Given data =>
-----

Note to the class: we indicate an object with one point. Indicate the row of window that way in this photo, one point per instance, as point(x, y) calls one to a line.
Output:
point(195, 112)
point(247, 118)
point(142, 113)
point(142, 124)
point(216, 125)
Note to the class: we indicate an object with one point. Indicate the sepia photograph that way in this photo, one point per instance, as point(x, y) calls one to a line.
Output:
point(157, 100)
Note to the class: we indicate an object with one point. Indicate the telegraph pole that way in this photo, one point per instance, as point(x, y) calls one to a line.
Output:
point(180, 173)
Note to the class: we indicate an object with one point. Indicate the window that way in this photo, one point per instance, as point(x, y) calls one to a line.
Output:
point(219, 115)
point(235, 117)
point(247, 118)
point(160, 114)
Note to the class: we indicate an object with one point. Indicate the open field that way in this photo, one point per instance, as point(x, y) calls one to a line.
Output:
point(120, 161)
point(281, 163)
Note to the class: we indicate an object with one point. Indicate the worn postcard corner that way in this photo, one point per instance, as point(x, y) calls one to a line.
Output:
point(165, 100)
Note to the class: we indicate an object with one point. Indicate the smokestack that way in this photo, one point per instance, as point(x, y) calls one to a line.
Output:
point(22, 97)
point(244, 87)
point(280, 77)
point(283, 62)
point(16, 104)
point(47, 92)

-----

Written problem => Edit the stretch from the line containing "Indicate the worn" through the end of the records, replacing "smokestack" with "chimney" and leaving everything else unchanged. Give only those lines.

Exercise response =>
Note to the class: we indicate an object with one point. Indicate the worn postcard corner that way in this photo, one point per instance, as point(x, y) calls one to a line.
Output:
point(165, 100)
Note to the class: we indicate an object with one point. Indicate the chimney that way in this photo, one point per instance, as point(x, y) calls one to a line.
Output:
point(22, 97)
point(244, 87)
point(280, 77)
point(283, 62)
point(16, 104)
point(47, 92)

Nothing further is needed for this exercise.